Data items
═══
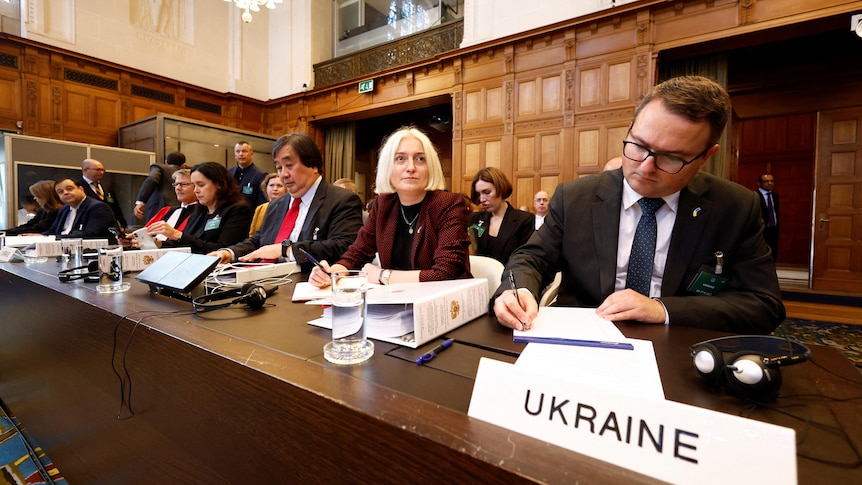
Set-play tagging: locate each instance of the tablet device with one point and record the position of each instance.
(144, 239)
(180, 272)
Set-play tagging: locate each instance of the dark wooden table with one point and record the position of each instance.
(240, 396)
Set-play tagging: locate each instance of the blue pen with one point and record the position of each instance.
(429, 356)
(311, 258)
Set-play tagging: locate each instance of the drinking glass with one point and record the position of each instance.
(111, 270)
(349, 311)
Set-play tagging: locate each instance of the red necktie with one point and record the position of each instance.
(286, 226)
(289, 221)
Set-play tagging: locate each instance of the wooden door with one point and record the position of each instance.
(838, 202)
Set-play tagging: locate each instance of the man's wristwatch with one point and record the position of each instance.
(384, 276)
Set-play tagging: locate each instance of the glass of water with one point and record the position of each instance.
(349, 311)
(111, 270)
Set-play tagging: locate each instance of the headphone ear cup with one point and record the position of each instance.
(748, 377)
(253, 295)
(709, 362)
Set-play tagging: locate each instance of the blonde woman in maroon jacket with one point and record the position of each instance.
(417, 228)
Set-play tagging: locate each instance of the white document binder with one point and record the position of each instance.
(437, 307)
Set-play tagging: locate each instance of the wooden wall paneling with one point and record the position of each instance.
(10, 98)
(494, 64)
(681, 23)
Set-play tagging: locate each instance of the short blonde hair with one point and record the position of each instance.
(436, 180)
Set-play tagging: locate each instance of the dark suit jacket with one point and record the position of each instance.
(580, 236)
(42, 222)
(156, 191)
(92, 221)
(110, 199)
(251, 179)
(234, 220)
(516, 229)
(333, 220)
(440, 245)
(763, 210)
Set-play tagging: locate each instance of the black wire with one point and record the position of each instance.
(126, 378)
(807, 421)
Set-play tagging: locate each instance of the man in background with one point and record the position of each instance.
(156, 191)
(540, 203)
(91, 182)
(769, 207)
(247, 175)
(81, 216)
(313, 217)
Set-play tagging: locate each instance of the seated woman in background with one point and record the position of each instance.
(222, 217)
(418, 229)
(273, 187)
(49, 207)
(499, 228)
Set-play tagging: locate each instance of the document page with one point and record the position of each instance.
(573, 326)
(634, 373)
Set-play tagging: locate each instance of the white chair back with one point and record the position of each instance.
(550, 293)
(488, 268)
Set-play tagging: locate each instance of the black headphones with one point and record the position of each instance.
(751, 371)
(90, 273)
(252, 295)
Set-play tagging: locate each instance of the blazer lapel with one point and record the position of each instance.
(308, 233)
(606, 218)
(692, 217)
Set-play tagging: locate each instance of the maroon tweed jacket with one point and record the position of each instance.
(440, 245)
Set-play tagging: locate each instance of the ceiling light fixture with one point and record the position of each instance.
(249, 6)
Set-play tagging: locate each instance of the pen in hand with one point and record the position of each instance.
(311, 258)
(429, 356)
(517, 298)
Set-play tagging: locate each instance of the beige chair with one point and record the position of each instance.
(550, 293)
(488, 268)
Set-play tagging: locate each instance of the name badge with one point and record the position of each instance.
(707, 283)
(213, 223)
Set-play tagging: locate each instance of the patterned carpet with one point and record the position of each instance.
(846, 338)
(17, 451)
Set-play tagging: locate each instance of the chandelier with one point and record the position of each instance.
(252, 6)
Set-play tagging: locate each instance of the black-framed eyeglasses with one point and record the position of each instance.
(664, 162)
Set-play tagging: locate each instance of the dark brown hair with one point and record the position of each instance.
(495, 177)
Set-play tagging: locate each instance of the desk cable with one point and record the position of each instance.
(809, 423)
(125, 377)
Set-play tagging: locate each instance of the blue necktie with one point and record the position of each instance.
(643, 247)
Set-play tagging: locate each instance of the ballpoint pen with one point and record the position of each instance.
(429, 356)
(311, 258)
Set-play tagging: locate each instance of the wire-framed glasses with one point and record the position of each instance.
(664, 162)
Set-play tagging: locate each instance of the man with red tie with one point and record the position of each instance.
(769, 207)
(315, 216)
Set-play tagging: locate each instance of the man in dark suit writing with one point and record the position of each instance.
(695, 226)
(81, 216)
(318, 217)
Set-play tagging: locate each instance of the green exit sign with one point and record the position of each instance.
(366, 86)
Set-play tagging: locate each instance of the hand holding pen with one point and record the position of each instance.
(516, 309)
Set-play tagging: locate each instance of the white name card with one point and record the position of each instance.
(666, 440)
(9, 254)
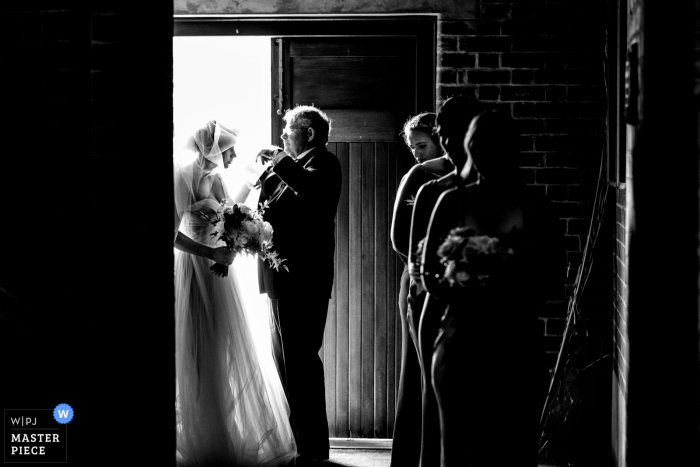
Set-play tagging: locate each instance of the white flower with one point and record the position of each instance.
(251, 227)
(266, 232)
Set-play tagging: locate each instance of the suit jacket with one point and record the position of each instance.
(303, 197)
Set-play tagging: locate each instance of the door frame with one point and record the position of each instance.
(423, 27)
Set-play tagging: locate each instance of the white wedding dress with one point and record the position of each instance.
(231, 410)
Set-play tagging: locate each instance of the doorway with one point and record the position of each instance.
(369, 83)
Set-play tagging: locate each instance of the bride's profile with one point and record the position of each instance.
(230, 409)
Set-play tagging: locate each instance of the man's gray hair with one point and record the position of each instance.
(308, 116)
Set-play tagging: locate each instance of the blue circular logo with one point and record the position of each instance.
(63, 413)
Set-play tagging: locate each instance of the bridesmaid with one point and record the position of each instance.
(452, 123)
(489, 373)
(419, 135)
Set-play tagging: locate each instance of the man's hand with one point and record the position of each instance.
(414, 272)
(223, 255)
(279, 156)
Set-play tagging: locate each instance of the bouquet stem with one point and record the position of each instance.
(219, 270)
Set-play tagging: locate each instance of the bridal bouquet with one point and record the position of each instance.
(244, 230)
(471, 259)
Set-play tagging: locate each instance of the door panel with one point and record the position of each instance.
(367, 87)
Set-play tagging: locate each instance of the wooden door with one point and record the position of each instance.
(367, 86)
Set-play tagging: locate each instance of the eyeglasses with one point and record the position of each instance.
(288, 131)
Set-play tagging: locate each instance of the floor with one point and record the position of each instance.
(382, 457)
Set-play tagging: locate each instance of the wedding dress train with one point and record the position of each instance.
(231, 409)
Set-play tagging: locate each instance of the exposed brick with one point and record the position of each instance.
(450, 91)
(485, 44)
(576, 227)
(108, 28)
(447, 76)
(555, 93)
(555, 60)
(555, 76)
(110, 86)
(584, 60)
(449, 43)
(528, 176)
(562, 226)
(536, 191)
(523, 60)
(574, 127)
(525, 143)
(489, 28)
(531, 28)
(548, 176)
(458, 28)
(488, 60)
(557, 192)
(529, 126)
(458, 60)
(522, 93)
(558, 110)
(531, 159)
(107, 57)
(495, 11)
(572, 243)
(489, 93)
(572, 160)
(566, 143)
(523, 76)
(585, 93)
(552, 343)
(488, 77)
(103, 141)
(574, 258)
(589, 177)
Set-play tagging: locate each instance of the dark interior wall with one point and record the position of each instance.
(543, 62)
(662, 324)
(87, 284)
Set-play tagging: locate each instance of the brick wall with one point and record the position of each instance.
(543, 63)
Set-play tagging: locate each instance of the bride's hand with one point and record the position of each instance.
(223, 255)
(207, 214)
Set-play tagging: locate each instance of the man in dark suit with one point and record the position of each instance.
(302, 187)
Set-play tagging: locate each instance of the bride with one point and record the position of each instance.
(230, 409)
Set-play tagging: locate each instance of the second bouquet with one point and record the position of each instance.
(244, 231)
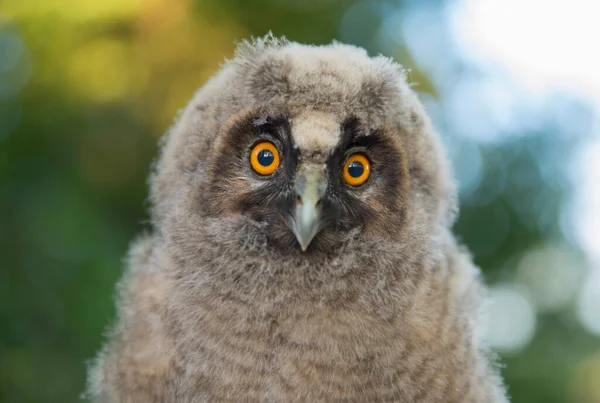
═══
### REQUIREMENT
Gather every line above that contains the string "wall" and copy each one out.

### ANSWER TO THE TASK
Set-play tagging: locate each instance of the wooden wall paneling with one point and record the position of each instance.
Set-play tagging: locate each instance of the dark interior wall with one point and record the position of each instance.
Set-play tagging: locate each instance of the brick wall with one point and record the position of each instance.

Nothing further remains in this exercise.